Passage to read:
# re search for the one the ideal rv



## 100397 (Aug 7, 2006)

CAN ANYBODY come up with a rv with slideout decent length , decent payload that actually comes under the 7.5 tonne limit , because every one advertised privately or dealer that says you can drive on car licence i check the splecs online and they are all over.PLEASE HELP GETTING REALLY FRUSTRATED AND BL******* angry


----------



## des (Aug 13, 2005)

with slideout and decent payload, probably no. have heard claims for trailaire, but doubt them. ask freedom in tewkesbury.


----------



## MicknPat (Jul 18, 2005)

When we first started looking at RVs under 7.5tons which could be driven on a car licence we looked at the Damon Daybreaks at Westcrofts, Cannock, Staff's.

http://www.westcroftmotorhomes.com/ well worth a visit.

Trouble is as soon as you start adding slide-outs the weight of the RV increases therefore the payload decreases.

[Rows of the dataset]
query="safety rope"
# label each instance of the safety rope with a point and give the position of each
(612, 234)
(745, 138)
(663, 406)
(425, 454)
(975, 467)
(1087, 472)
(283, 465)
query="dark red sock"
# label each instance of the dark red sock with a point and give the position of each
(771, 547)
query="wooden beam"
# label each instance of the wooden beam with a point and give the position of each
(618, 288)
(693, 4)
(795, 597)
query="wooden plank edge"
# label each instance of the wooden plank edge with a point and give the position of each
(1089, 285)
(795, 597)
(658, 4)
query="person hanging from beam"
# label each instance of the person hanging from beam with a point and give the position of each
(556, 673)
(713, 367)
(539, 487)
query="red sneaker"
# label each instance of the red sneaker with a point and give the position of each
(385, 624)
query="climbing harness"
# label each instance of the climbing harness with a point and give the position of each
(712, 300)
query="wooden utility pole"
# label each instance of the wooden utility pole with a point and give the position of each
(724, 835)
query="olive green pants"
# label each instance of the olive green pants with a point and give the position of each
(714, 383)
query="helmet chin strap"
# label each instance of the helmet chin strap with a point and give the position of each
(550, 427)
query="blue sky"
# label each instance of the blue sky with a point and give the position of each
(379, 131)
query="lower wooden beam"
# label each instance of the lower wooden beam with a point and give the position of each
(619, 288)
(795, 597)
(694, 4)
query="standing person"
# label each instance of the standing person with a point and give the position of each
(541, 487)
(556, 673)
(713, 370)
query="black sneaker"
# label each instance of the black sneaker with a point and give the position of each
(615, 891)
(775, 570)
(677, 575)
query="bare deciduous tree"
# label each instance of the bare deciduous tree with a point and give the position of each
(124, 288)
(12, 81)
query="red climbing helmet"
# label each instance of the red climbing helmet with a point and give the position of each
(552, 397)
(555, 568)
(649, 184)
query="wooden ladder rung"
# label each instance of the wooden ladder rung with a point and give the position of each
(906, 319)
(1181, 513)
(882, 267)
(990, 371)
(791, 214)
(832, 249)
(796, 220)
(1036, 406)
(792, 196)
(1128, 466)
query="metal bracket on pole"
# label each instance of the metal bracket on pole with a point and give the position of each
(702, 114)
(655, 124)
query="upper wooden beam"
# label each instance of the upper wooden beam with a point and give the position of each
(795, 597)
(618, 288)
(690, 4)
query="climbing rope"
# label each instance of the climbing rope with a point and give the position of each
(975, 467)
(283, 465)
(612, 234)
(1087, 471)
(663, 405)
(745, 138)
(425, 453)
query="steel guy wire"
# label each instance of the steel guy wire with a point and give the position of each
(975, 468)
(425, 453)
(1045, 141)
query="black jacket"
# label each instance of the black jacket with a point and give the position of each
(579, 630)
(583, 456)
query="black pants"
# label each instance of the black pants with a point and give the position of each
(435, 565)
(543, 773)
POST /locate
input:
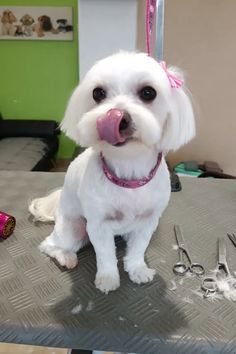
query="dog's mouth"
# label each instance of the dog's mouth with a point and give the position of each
(115, 127)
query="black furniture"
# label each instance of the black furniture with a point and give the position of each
(28, 145)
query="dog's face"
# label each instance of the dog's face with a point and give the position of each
(27, 20)
(125, 103)
(8, 17)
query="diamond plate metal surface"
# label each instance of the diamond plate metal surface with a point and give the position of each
(43, 305)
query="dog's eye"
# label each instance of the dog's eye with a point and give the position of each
(147, 94)
(99, 94)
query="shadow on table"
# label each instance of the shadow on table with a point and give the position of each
(132, 318)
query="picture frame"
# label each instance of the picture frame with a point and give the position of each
(36, 23)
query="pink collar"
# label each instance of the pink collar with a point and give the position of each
(132, 183)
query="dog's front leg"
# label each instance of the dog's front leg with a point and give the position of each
(134, 263)
(107, 277)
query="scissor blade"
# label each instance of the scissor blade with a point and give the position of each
(221, 251)
(179, 236)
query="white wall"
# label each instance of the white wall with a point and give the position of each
(105, 27)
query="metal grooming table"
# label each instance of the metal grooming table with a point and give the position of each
(42, 305)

Written tasks:
1. In the forum thread, what happens to an RV's payload when slide-outs are added?
2. Please find each line of the listing that contains the string "diamond" and copy it out.

Outputs for the tasks:
1. The payload decreases, because the weight of the RV increases.

2.
query="diamond plate metal surface"
# label each instance of the diamond plate metal surface with a point and give the position of each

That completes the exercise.